TEXT SHOWN:
====
The first officer reported that when he had arrived on the scene, Voeltz was still straddling his moped after it had tipped over.
Voeltz eventually began walking away from the officer, and the officer noticed there was a can of beer in the cup holder on the moped.
An unidentified man and woman on the scene told officers they were biking on the trail and had found Voeltz and called 911. They told officers they had not witnessed the crash, and they did not know the man.
According to the complaint, “they had to be released without identifying, due to the male regaining consciousness and becoming uncooperative and combative.”
The criminal complaint also describes Voeltz as being “verbally defiant.”
Police officers and fire department personnel were concerned because Voeltz had been unconscious and was bleeding from a head wound.
Eventually Voeltz was transported to Mayo-Menomonie where “the defendant continued to remain somewhat defiant and aggressive with hospital staff and officers, but treatment was able to be provided,” according to the complaint.
A blood sample was taken, and when Voeltz was medically cleared, an officer arrived at the hospital, conducted a search of Voeltz’s backpack and found a glass pipe and a “dug out” which both had the odor of burned marijuana. A small bag of suspected marijuana also was found in Voeltz’s jeans. When Voeltz arrived at the Dunn County jail, a glass pipe and a grinder were located in Voeltz’s clothing, according to the complaint.
====
WORK ITEM:
List every item the moped crash account says was found, with where each one was found.

DATA BELOW:
====
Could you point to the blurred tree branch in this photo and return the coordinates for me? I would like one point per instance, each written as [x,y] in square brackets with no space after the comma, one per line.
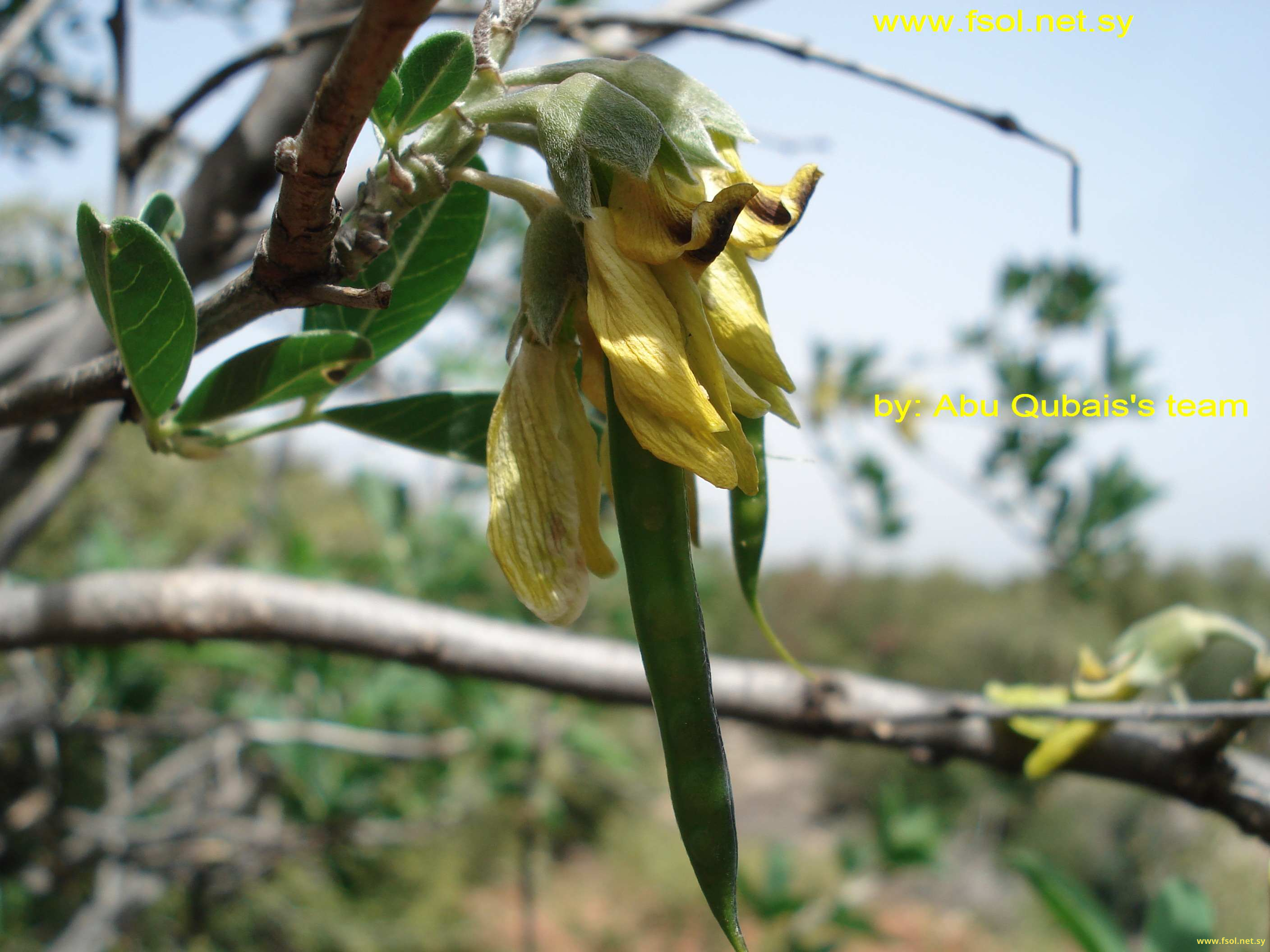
====
RESULT OF THE TASK:
- A can of beer: in the cup holder on the moped
- A glass pipe: in Voeltz's backpack, searched at the hospital
- A "dug out": in Voeltz's backpack, searched at the hospital
- A small bag of suspected marijuana: in Voeltz's jeans
- A glass pipe: in Voeltz's clothing at the Dunn County jail
- A grinder: in Voeltz's clothing at the Dunn County jail